TASK: Could you restate word for word the lines running from the one with "man in white" to the end of the data, both ends included, but without pictures?

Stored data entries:
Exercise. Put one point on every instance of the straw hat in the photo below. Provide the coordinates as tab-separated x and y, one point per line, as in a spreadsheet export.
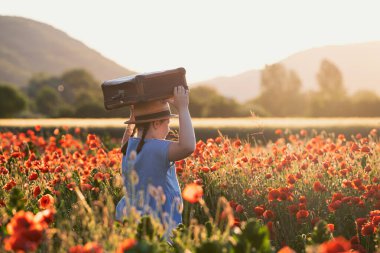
150	111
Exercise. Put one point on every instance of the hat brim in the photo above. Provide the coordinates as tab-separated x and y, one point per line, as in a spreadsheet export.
149	120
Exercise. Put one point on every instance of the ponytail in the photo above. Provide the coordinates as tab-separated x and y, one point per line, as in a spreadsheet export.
125	146
145	127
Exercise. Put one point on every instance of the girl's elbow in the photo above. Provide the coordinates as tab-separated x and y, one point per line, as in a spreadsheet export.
190	149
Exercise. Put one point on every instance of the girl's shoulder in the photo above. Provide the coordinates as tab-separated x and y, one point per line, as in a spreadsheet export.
152	142
137	139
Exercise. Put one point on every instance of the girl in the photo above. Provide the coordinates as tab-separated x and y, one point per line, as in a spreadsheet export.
151	158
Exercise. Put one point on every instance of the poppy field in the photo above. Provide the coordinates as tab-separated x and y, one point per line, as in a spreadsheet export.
303	192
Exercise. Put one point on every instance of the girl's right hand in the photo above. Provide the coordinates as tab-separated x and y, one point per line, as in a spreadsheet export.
181	97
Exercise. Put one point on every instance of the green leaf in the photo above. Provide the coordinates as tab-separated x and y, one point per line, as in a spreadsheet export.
364	161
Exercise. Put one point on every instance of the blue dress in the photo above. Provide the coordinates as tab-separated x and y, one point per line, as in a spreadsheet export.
156	175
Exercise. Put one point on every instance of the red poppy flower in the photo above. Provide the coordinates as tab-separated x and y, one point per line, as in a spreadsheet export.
286	249
258	210
318	187
273	195
46	201
367	229
239	209
339	244
331	227
302	214
192	193
126	245
268	214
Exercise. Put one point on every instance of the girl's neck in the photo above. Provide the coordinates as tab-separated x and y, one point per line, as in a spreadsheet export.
147	136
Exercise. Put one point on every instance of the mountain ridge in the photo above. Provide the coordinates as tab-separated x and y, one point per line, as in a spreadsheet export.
28	46
349	58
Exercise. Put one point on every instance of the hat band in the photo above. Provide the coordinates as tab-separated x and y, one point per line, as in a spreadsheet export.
153	115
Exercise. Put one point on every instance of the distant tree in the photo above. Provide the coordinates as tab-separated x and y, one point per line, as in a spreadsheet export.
330	80
48	101
331	99
39	81
73	89
206	101
11	101
365	104
280	91
77	81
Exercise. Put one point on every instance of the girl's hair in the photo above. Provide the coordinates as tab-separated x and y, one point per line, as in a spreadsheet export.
145	127
141	126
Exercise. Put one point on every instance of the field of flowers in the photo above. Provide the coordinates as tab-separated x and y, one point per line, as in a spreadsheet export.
305	192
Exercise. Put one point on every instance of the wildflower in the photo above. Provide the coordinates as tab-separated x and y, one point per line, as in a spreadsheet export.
258	210
192	193
126	245
26	231
278	131
239	209
268	214
301	215
90	247
33	176
8	186
318	187
36	191
46	201
367	229
273	194
339	244
331	227
286	249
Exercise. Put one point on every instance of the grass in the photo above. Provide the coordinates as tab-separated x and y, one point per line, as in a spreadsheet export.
213	123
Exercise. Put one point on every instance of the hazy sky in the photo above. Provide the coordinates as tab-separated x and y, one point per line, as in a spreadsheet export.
208	38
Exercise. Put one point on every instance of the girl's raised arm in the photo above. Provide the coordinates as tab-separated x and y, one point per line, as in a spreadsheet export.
186	143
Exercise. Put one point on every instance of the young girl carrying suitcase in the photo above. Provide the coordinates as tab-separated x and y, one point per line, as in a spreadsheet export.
151	158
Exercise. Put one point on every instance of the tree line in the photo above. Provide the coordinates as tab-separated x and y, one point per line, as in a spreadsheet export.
76	93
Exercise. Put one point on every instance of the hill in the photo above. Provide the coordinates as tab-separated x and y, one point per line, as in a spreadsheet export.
28	46
359	64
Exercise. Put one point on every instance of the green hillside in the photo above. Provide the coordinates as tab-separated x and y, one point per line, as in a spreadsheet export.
27	47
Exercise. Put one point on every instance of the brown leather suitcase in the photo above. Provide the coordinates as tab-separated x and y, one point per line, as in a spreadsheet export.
144	87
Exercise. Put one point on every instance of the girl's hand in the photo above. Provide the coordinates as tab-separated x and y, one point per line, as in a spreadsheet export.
180	99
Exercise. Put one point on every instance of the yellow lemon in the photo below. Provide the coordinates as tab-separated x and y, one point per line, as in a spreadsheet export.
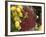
17	25
21	7
18	10
13	8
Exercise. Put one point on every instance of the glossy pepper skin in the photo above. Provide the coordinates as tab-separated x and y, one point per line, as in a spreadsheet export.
29	22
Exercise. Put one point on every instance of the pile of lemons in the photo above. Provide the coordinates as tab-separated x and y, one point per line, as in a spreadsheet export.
17	13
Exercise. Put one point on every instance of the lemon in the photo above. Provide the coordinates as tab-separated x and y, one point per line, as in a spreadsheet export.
13	8
18	9
17	25
21	7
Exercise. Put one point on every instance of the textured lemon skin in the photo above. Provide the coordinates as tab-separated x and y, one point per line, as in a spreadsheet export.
17	25
13	8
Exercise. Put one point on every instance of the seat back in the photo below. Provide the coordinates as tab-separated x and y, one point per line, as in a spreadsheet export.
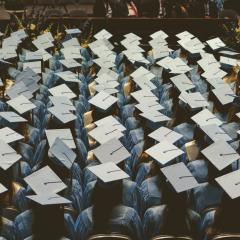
111	236
227	236
166	237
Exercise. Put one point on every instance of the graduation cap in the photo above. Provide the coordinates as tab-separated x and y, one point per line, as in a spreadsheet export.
111	151
62	91
180	177
45	181
103	100
194	100
12	117
64	134
2	189
164	152
108	172
205	117
8	156
35	66
220	154
70	63
49	199
21	104
8	135
110	121
216	43
104	133
165	134
230	183
63	153
182	82
62	114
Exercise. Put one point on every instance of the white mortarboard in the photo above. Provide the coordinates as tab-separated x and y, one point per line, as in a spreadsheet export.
192	45
144	83
164	152
62	114
107	71
108	88
144	95
8	156
47	35
20	34
45	181
103	34
21	104
216	43
209	62
216	82
110	121
182	82
143	72
194	100
68	76
9	53
8	135
2	189
63	102
40	54
180	177
42	43
212	72
149	107
18	89
108	172
225	94
10	42
160	52
165	62
103	100
165	134
205	117
105	78
33	56
70	63
104	62
73	31
35	66
63	153
104	133
185	35
73	42
155	116
64	134
230	183
178	66
71	53
49	199
158	34
220	154
132	36
12	117
111	151
228	61
215	133
158	42
62	91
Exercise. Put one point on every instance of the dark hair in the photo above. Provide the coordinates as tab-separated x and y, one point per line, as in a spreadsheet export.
176	215
226	217
105	198
48	222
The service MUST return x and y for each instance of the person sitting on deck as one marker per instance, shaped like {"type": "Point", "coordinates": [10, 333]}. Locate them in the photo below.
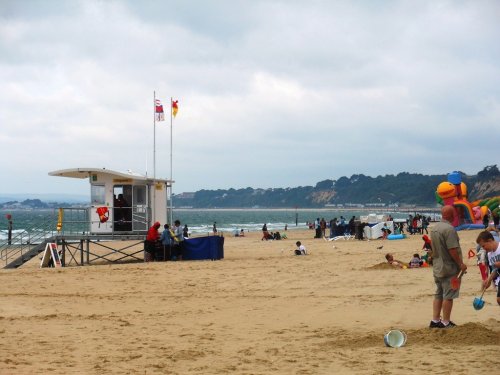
{"type": "Point", "coordinates": [152, 240]}
{"type": "Point", "coordinates": [301, 249]}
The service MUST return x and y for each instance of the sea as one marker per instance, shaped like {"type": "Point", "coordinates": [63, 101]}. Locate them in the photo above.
{"type": "Point", "coordinates": [200, 221]}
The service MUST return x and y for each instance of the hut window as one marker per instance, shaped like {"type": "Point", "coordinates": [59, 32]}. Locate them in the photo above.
{"type": "Point", "coordinates": [97, 194]}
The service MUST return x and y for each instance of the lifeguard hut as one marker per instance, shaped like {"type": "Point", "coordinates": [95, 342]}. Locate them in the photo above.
{"type": "Point", "coordinates": [122, 202]}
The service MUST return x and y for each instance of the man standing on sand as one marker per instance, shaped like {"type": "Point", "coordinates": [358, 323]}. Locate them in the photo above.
{"type": "Point", "coordinates": [447, 263]}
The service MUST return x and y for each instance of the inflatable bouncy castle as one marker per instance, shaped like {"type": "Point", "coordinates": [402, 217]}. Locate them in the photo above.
{"type": "Point", "coordinates": [470, 215]}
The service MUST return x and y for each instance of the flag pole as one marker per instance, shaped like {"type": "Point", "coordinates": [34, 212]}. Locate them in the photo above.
{"type": "Point", "coordinates": [154, 157]}
{"type": "Point", "coordinates": [171, 143]}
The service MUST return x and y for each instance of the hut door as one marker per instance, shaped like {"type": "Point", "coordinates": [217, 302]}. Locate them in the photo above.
{"type": "Point", "coordinates": [140, 208]}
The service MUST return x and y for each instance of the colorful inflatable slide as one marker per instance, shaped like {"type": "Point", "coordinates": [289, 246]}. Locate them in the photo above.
{"type": "Point", "coordinates": [470, 215]}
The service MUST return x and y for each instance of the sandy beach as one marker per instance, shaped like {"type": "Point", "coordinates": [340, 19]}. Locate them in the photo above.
{"type": "Point", "coordinates": [261, 310]}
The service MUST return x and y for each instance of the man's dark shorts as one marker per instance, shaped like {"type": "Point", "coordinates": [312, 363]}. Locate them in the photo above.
{"type": "Point", "coordinates": [443, 288]}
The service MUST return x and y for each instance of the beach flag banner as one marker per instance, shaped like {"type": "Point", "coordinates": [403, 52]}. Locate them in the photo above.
{"type": "Point", "coordinates": [49, 254]}
{"type": "Point", "coordinates": [159, 114]}
{"type": "Point", "coordinates": [175, 107]}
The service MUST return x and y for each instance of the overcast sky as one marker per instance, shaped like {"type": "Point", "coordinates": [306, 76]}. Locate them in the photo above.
{"type": "Point", "coordinates": [271, 93]}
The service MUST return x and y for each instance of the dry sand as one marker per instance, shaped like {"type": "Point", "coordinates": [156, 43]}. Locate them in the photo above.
{"type": "Point", "coordinates": [261, 310]}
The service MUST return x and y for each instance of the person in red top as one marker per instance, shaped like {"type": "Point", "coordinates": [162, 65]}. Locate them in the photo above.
{"type": "Point", "coordinates": [152, 239]}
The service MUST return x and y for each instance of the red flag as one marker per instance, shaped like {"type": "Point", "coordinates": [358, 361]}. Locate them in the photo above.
{"type": "Point", "coordinates": [175, 107]}
{"type": "Point", "coordinates": [159, 115]}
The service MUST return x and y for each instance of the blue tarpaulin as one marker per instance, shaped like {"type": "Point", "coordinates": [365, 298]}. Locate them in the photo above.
{"type": "Point", "coordinates": [209, 247]}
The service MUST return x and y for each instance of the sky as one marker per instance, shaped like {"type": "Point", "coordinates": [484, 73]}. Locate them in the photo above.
{"type": "Point", "coordinates": [271, 93]}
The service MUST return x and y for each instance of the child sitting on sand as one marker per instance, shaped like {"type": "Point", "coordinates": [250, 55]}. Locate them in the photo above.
{"type": "Point", "coordinates": [301, 249]}
{"type": "Point", "coordinates": [393, 262]}
{"type": "Point", "coordinates": [428, 250]}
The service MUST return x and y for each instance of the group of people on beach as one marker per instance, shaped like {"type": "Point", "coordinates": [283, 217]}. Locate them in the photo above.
{"type": "Point", "coordinates": [167, 245]}
{"type": "Point", "coordinates": [337, 227]}
{"type": "Point", "coordinates": [445, 255]}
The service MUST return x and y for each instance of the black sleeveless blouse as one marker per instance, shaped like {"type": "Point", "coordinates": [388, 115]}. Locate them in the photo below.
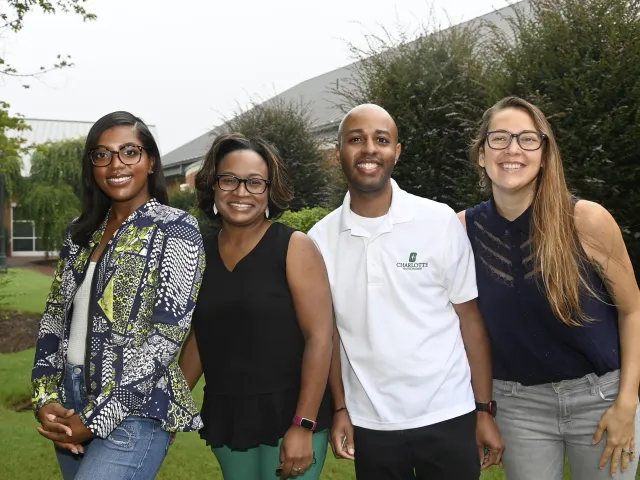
{"type": "Point", "coordinates": [250, 346]}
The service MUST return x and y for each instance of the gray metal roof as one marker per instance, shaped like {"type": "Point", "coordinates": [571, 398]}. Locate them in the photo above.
{"type": "Point", "coordinates": [317, 94]}
{"type": "Point", "coordinates": [46, 130]}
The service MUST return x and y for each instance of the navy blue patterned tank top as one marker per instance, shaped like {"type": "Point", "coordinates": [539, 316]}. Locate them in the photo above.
{"type": "Point", "coordinates": [528, 343]}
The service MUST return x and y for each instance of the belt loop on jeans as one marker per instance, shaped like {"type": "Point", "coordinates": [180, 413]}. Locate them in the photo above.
{"type": "Point", "coordinates": [593, 381]}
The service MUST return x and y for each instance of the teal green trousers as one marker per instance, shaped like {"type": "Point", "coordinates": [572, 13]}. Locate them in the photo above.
{"type": "Point", "coordinates": [261, 462]}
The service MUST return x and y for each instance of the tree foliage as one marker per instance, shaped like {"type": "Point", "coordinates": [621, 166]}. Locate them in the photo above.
{"type": "Point", "coordinates": [11, 149]}
{"type": "Point", "coordinates": [579, 61]}
{"type": "Point", "coordinates": [13, 16]}
{"type": "Point", "coordinates": [12, 144]}
{"type": "Point", "coordinates": [287, 126]}
{"type": "Point", "coordinates": [53, 189]}
{"type": "Point", "coordinates": [304, 219]}
{"type": "Point", "coordinates": [435, 90]}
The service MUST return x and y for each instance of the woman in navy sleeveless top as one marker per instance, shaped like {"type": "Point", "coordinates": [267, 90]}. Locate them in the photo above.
{"type": "Point", "coordinates": [262, 328]}
{"type": "Point", "coordinates": [557, 291]}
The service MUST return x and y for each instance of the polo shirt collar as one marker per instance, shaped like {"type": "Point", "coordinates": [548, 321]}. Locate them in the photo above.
{"type": "Point", "coordinates": [497, 224]}
{"type": "Point", "coordinates": [400, 211]}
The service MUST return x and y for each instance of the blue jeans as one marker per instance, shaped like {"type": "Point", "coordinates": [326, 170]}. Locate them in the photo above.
{"type": "Point", "coordinates": [134, 450]}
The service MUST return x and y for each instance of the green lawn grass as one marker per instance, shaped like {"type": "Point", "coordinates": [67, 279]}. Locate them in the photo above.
{"type": "Point", "coordinates": [26, 291]}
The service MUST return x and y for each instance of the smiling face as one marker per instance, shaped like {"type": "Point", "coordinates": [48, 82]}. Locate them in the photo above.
{"type": "Point", "coordinates": [241, 207]}
{"type": "Point", "coordinates": [119, 181]}
{"type": "Point", "coordinates": [368, 149]}
{"type": "Point", "coordinates": [513, 168]}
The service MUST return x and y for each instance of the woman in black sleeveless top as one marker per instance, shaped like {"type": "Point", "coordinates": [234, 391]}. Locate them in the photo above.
{"type": "Point", "coordinates": [262, 328]}
{"type": "Point", "coordinates": [557, 292]}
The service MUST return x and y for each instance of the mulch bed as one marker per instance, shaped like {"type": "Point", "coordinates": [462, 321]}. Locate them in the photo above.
{"type": "Point", "coordinates": [18, 331]}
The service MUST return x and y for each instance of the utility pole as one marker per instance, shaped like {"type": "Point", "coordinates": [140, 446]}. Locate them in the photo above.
{"type": "Point", "coordinates": [3, 256]}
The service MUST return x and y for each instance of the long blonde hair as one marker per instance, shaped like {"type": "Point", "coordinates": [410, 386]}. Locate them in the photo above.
{"type": "Point", "coordinates": [558, 254]}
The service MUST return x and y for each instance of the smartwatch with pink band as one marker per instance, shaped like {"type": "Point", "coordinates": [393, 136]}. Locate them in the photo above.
{"type": "Point", "coordinates": [304, 423]}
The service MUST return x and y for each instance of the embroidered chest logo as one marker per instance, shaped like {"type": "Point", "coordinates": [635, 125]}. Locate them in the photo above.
{"type": "Point", "coordinates": [412, 264]}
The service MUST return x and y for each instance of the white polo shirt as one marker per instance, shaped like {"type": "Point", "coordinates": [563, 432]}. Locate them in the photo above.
{"type": "Point", "coordinates": [403, 360]}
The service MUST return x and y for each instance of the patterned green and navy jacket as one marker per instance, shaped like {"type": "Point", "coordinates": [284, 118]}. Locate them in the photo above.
{"type": "Point", "coordinates": [144, 291]}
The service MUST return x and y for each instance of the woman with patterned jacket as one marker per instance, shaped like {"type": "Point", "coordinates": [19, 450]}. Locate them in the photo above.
{"type": "Point", "coordinates": [107, 388]}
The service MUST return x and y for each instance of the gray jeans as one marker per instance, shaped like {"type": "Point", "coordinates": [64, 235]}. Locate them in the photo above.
{"type": "Point", "coordinates": [543, 423]}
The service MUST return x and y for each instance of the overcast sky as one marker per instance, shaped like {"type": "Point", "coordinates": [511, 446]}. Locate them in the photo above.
{"type": "Point", "coordinates": [184, 65]}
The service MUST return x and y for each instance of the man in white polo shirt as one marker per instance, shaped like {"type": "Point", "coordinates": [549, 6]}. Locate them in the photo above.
{"type": "Point", "coordinates": [413, 372]}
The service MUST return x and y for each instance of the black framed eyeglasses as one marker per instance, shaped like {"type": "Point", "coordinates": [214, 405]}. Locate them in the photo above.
{"type": "Point", "coordinates": [229, 183]}
{"type": "Point", "coordinates": [528, 140]}
{"type": "Point", "coordinates": [128, 154]}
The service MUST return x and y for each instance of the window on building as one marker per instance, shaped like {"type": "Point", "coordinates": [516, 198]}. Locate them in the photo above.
{"type": "Point", "coordinates": [23, 233]}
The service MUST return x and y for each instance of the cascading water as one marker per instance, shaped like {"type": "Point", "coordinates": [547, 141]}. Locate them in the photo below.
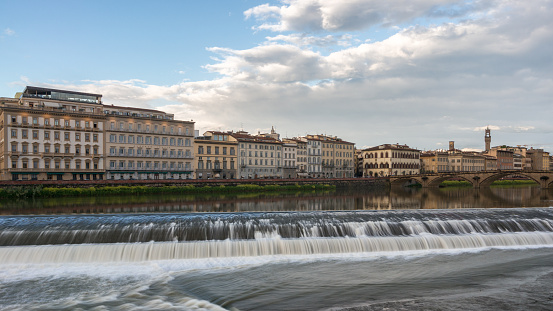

WRITTEN SOLUTION:
The service MUST return x and y for each instance of the man in white polo shirt as one marker per instance, shaped like {"type": "Point", "coordinates": [549, 6]}. Locate them in the photo above.
{"type": "Point", "coordinates": [413, 372]}
The service MUST return x and y for each instance of the black framed eyeglasses as one marker per instance, shaped like {"type": "Point", "coordinates": [214, 405]}. Locate them in the photo above.
{"type": "Point", "coordinates": [229, 183]}
{"type": "Point", "coordinates": [528, 140]}
{"type": "Point", "coordinates": [128, 154]}
The service MUST return x and y for each instance of the window on building as one marker per instance, shaped like {"type": "Point", "coordinates": [516, 198]}. Locate them in the photo above.
{"type": "Point", "coordinates": [23, 233]}
The service MUST return x and y for each instance of the cascading water as one marker per instance, shaped like {"type": "Point", "coordinates": [547, 141]}. Locate them in the photo below.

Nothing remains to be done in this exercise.